DATASET RECORDS
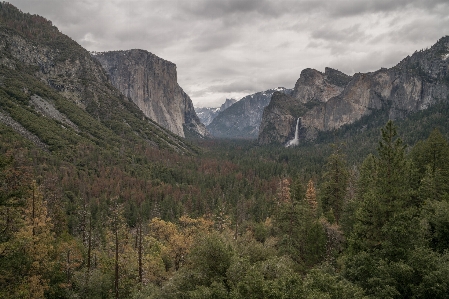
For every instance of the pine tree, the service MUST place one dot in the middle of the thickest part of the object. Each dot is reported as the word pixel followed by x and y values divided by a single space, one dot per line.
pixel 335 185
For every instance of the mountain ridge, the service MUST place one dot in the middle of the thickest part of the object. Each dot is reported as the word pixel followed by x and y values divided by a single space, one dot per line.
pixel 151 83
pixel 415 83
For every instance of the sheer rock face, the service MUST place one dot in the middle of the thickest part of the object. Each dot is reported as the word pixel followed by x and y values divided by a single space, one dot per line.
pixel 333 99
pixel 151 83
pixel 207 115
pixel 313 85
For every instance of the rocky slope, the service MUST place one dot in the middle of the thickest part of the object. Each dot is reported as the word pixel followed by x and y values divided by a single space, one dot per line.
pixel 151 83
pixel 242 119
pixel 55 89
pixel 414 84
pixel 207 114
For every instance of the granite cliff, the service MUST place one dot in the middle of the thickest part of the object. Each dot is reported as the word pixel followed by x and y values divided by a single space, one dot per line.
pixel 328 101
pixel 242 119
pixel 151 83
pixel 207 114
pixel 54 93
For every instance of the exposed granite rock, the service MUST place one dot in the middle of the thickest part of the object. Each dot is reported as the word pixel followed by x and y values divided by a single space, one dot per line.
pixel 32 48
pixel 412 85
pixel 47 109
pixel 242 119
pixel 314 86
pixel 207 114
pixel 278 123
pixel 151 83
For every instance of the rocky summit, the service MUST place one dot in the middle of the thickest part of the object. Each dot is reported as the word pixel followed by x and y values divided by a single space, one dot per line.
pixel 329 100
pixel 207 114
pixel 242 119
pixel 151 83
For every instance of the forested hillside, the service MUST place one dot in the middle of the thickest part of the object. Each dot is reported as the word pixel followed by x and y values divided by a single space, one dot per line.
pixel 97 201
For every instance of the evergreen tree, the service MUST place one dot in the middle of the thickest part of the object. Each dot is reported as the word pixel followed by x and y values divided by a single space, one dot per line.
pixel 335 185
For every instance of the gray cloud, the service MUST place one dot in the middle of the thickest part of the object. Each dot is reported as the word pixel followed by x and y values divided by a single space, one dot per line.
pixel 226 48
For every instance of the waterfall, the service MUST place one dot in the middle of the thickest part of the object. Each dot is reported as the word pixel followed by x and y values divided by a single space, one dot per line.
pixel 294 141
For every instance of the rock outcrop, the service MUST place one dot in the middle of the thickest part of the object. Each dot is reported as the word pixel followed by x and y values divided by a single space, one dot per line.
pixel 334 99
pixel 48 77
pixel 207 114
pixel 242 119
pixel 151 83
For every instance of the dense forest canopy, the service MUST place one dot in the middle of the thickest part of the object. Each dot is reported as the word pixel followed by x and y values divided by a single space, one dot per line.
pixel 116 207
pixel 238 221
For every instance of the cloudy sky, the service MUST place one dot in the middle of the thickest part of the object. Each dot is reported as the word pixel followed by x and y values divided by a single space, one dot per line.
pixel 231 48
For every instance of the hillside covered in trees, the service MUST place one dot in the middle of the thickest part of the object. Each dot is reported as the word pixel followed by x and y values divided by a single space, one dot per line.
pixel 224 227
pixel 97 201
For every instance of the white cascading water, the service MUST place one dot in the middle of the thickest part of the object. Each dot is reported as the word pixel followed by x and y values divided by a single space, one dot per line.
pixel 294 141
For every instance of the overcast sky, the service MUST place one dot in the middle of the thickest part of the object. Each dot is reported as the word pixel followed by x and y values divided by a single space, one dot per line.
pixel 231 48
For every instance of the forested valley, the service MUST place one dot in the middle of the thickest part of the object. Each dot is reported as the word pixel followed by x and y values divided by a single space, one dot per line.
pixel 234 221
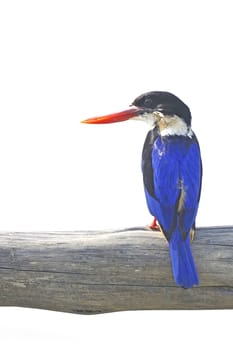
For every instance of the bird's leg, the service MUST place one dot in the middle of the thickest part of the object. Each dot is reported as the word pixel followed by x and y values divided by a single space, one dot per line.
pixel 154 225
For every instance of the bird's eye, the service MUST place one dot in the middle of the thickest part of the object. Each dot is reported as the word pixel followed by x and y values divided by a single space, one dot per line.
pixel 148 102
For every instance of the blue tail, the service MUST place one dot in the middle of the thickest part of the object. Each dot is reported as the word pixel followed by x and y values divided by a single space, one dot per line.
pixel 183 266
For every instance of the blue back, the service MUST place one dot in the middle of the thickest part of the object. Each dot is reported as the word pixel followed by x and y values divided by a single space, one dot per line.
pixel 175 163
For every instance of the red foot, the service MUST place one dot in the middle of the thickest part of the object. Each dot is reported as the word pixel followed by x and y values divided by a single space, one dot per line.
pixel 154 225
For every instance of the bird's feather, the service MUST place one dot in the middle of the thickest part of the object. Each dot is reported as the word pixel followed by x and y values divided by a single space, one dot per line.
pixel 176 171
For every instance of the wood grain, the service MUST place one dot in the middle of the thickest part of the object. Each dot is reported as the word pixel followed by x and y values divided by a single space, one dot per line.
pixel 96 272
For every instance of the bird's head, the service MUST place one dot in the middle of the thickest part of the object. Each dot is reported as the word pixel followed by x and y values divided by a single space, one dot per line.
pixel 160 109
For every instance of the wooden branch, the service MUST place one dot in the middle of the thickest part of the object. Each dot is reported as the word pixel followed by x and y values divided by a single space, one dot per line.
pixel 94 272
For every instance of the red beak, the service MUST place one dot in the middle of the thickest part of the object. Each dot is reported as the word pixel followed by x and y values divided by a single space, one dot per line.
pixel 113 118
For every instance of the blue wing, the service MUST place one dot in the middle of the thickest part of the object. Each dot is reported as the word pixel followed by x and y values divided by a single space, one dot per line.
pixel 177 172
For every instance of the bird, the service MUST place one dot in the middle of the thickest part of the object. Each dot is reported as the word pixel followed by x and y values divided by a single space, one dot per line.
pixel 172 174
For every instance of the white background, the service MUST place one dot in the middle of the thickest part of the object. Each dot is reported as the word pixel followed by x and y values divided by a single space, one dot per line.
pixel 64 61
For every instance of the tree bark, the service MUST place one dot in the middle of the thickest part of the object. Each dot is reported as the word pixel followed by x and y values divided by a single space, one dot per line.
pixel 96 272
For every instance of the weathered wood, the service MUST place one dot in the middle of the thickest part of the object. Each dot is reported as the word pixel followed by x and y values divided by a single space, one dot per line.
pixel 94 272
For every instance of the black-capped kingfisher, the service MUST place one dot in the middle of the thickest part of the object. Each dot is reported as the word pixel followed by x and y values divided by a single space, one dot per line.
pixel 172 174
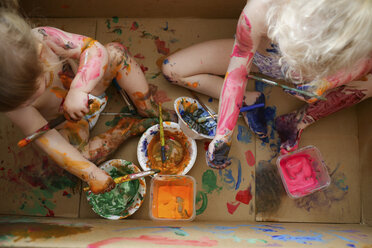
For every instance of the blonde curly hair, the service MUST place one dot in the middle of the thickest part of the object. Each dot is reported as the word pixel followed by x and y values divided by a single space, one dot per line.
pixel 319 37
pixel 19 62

OBJECTIVE
Please write out the material from the line containing "For every instance of the tree" to its final line, both inclusive, exactly as it appears; pictures are not part of the copy.

SOLUTION FOR THIS PROBLEM
For every instance of the tree bark, the service MUST place one dot in the middle of the thickest part of the object. Each dot is reported as the word pixel followed by x and y values divided by a single space, one dot per line.
pixel 96 272
For every instance of the weathered wood, the service MUST place one dot in the middle of the thickest part of the object. Each dot is reported as the word pixel followed by x and y values divided by a single space, one dot per line.
pixel 94 272
For every instance of the black-capped kingfisher, the service MUST place one dot in the middle of the thickest part of the object. Each dot is reported as the word pixel followed by x and y values divided by a single space, one dot per line.
pixel 172 174
For every instance of the blonde curly hair, the service MUST place one dot in the middle of the thickest part of the object. Each dot is reported as the word pixel followed by x and y values divided by a single space, one dot per line.
pixel 319 37
pixel 19 62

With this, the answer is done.